既然磁碟組DATA可以用,那麼我們先將CRS等資訊儲存到DATA磁碟組中,之前並未手動備份過CRS等資訊,只能通過自動備份資訊恢複。
停止CRS服務,兩個節點都執行
[root@rac01 rac-cluster]# crsctl stop has -f
再次啟動,以NOCRS方式啟動CRS,節點1執行
[root@rac01 rac-cluster]# crsctl start crs -excl -nocrs
CRS-4123: Oracle High Availability Services has been started.
CRS-2672: Attempting to start 'ora.mdnsd' on 'rac01'
CRS-2676: Start of 'ora.mdnsd' on 'rac01' succeeded
CRS-2672: Attempting to start 'ora.gpnpd' on 'rac01'
CRS-2676: Start of 'ora.gpnpd' on 'rac01' succeeded
CRS-2672: Attempting to start 'ora.cssdmonitor' on 'rac01'
CRS-2672: Attempting to start 'ora.gipcd' on 'rac01'
CRS-2676: Start of 'ora.cssdmonitor' on 'rac01' succeeded
CRS-2676: Start of 'ora.gipcd' on 'rac01' succeeded
CRS-2672: Attempting to start 'ora.cssd' on 'rac01'
CRS-2672: Attempting to start 'ora.diskmon' on 'rac01'
CRS-2676: Start of 'ora.diskmon' on 'rac01' succeeded
CRS-2676: Start of 'ora.cssd' on 'rac01' succeeded
CRS-2672: Attempting to start 'ora.drivers.acfs' on 'rac01'
CRS-2679: Attempting to clean 'ora.cluster_interconnect.haip' on 'rac01'
CRS-2672: Attempting to start 'ora.ctssd' on 'rac01'
CRS-2681: Clean of 'ora.cluster_interconnect.haip' on 'rac01' succeeded
CRS-2672: Attempting to start 'ora.cluster_interconnect.haip' on 'rac01'
CRS-2676: Start of 'ora.drivers.acfs' on 'rac01' succeeded
CRS-2676: Start of 'ora.ctssd' on 'rac01' succeeded
CRS-2676: Start of 'ora.cluster_interconnect.haip' on 'rac01' succeeded
CRS-2672: Attempting to start 'ora.asm' on 'rac01'
CRS-2676: Start of 'ora.asm' on 'rac01' succeeded
修改/etc/oracle/ocr.loc檔案,將OCR修改為DATA,兩個節點都需要修改。

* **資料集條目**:
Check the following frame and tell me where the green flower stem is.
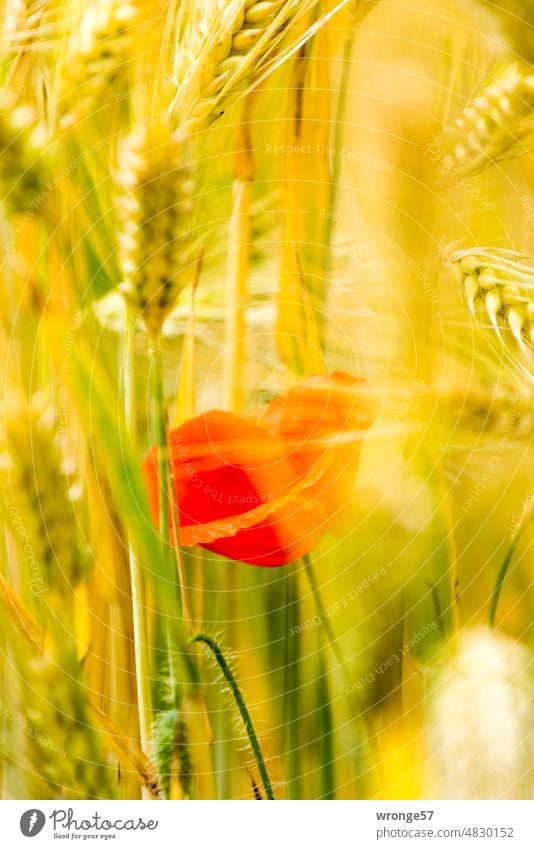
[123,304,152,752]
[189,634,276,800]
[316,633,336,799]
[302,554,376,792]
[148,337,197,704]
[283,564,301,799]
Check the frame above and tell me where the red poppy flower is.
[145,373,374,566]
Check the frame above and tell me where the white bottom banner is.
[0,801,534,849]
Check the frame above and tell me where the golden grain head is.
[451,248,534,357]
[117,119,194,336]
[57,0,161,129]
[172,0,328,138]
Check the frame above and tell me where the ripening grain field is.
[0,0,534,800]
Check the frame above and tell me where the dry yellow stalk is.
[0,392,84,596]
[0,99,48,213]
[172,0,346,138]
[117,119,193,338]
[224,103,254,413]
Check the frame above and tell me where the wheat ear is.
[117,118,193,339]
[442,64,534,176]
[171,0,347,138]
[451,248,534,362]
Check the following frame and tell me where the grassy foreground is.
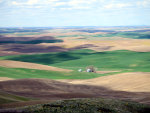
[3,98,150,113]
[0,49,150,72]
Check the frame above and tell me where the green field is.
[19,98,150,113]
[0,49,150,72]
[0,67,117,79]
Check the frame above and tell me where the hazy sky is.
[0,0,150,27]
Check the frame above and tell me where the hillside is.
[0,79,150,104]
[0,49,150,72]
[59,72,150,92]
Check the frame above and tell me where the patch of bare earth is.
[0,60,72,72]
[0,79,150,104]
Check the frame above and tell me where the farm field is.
--
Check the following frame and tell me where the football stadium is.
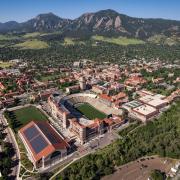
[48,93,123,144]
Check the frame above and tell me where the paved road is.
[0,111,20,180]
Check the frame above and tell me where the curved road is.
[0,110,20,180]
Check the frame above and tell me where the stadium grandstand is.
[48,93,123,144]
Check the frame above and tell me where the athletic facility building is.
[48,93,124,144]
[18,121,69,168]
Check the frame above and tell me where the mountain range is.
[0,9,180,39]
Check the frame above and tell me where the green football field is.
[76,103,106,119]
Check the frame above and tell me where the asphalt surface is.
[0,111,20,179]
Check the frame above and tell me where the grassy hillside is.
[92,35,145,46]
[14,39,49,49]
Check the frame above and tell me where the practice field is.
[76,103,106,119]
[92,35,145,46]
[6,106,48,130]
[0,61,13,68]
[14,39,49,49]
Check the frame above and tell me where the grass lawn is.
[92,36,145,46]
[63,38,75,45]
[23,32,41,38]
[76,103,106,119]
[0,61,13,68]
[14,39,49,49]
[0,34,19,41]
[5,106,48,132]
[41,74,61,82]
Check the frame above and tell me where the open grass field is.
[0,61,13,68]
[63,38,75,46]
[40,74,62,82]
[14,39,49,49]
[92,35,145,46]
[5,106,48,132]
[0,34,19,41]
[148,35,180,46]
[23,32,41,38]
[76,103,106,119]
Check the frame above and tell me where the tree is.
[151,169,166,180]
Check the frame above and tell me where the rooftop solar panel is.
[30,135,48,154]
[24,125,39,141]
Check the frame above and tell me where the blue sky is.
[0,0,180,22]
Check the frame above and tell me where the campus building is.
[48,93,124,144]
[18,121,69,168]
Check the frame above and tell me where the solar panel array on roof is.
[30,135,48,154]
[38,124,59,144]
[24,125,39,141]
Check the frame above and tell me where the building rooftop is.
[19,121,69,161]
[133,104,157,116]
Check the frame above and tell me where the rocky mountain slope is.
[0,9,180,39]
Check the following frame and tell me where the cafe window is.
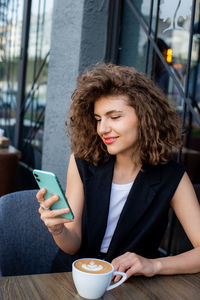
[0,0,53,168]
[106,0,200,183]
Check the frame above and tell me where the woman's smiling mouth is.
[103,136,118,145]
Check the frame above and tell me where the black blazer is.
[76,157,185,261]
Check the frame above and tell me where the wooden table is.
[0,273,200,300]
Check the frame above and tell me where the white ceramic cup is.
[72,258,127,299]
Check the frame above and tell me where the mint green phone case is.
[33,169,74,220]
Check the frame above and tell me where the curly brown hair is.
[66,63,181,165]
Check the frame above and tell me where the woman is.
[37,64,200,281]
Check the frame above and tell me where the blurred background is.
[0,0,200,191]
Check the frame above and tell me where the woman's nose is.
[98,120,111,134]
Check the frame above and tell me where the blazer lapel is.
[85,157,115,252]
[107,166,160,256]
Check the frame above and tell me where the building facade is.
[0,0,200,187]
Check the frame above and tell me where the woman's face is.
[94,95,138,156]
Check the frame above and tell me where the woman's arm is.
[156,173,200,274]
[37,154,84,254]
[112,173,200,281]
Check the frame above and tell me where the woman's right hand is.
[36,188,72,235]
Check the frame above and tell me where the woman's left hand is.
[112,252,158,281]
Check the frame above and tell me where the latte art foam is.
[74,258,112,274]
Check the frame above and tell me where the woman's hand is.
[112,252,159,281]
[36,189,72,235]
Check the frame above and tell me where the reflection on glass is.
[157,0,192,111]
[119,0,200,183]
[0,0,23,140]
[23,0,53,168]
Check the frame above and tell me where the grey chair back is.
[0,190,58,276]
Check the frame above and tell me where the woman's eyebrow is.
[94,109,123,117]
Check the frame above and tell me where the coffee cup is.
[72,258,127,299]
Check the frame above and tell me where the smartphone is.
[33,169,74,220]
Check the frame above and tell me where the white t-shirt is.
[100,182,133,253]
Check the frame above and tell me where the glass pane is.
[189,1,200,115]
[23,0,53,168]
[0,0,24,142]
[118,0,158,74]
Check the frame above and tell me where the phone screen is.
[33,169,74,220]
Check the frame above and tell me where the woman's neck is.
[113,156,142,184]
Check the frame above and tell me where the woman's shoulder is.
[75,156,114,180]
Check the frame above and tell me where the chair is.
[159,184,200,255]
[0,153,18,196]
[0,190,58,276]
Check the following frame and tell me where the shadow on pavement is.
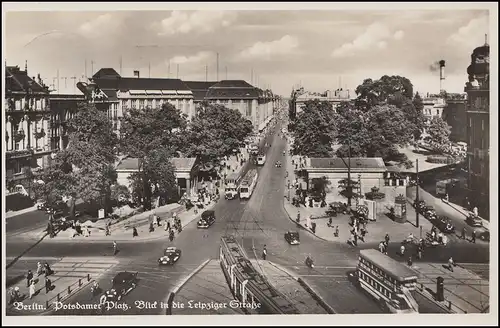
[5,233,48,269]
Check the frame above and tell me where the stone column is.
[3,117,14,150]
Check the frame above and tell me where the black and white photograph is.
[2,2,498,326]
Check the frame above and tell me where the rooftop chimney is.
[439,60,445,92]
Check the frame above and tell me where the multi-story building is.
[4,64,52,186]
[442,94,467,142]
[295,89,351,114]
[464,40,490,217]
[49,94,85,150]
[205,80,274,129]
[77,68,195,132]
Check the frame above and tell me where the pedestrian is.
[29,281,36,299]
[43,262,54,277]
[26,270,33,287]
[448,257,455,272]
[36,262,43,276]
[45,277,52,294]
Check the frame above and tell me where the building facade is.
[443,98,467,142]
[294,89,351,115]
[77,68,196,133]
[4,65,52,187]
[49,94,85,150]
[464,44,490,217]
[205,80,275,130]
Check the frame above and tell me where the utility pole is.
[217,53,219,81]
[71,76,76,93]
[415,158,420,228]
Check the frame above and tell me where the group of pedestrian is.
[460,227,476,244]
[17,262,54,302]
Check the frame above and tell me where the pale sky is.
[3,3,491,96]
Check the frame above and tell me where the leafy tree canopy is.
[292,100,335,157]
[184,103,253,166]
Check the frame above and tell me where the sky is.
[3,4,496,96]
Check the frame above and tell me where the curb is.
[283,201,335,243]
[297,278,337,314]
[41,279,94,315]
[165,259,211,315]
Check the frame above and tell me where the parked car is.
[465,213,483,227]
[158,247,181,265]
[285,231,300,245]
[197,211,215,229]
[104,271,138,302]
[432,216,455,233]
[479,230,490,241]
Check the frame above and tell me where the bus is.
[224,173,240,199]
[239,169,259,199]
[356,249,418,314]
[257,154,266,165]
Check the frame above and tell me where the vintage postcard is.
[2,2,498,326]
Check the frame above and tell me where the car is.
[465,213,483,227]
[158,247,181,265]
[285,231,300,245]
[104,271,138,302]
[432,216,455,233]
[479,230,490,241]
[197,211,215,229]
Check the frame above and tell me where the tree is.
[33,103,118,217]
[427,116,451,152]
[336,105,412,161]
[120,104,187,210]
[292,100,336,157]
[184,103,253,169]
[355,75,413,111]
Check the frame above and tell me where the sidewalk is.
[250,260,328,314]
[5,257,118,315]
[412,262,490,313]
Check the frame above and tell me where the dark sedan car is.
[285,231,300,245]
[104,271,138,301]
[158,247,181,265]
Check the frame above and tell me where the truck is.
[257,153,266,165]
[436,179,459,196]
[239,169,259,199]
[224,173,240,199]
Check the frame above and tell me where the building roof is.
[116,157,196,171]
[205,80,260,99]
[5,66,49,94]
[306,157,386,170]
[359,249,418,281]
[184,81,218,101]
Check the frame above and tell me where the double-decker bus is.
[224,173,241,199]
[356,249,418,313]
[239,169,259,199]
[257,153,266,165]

* **練習題目**:
1 - 照原樣重打CRS恢復操作記錄中從「既然磁碟組DATA可以用,那」到「has been started.」這一段，頭尾兩處都要包括在內。
2 - 找出CRS恢復操作記錄裡出現的所有不同CRS訊息代碼（CRS-加四位數字），每個代碼只寫一次。
3 - 從CRS恢復操作記錄的最後一句之後往下接著寫。

* **逐題解答**:
1 -
既然磁碟組DATA可以用,那麼我們先將CRS等資訊儲存到DATA磁碟組中,之前並未手動備份過CRS等資訊,只能通過自動備份資訊恢複。
停止CRS服務,兩個節點都執行
[root@rac01 rac-cluster]# crsctl stop has -f
再次啟動,以NOCRS方式啟動CRS,節點1執行
[root@rac01 rac-cluster]# crsctl start crs -excl -nocrs
CRS-4123: Oracle High Availability Services has been started.

2 - CRS-4123、CRS-2672、CRS-2676、CRS-2679、CRS-2681

3 -
查看備份情況,選擇一個最近時間節點恢複
查看命令:ocrconfig –showbackup
[root@rac01 rac-cluster]# ocrconfig -restore /grid/crs_home/product/11.2.0/cdata/rac-cluster/week.ocr
[root@rac01 rac-cluster]# ocrcheck
Status of Oracle Cluster Registry is as follows :
Version : 3
Total space (kbytes) : 262120
Used space (kbytes) : 3088
Available space (kbytes) : 259032
ID : 471595559
Device/File Name : +DATA
Device/File integrity check succeeded
Device/File not configured
Device/File not configured
Device/File not configured
Device/File not configured
Cluster registry integrity check succeeded
Logical corruption check succeeded
建立VOTEDISK
在建立時出現以下問題,解決辦法如下:
[root@rac01 rac-cluster]# crsctl replace votedisk +DATA
CRS-4602: Failed 27 to add voting file 7255773670ae4fa9bf64a150a9fd5915.
Failure 27 with Cluster Synchronization Services while deleting voting disk.
Failed to replace voting disk group with +DATA.
CRS-4000: Command Replace failed, or completed with errors.
設定ASM磁碟搜尋路徑
SQL> show parameter asm_diskstring
NAME TYPE VALUE
------------------------------------ ----------- ------------------------------
asm_diskstring string
SQL> alter system set asm_diskstring = '/dev/asm*';
System altered.
SQL> create spfile='+DATA' from memory;
File created.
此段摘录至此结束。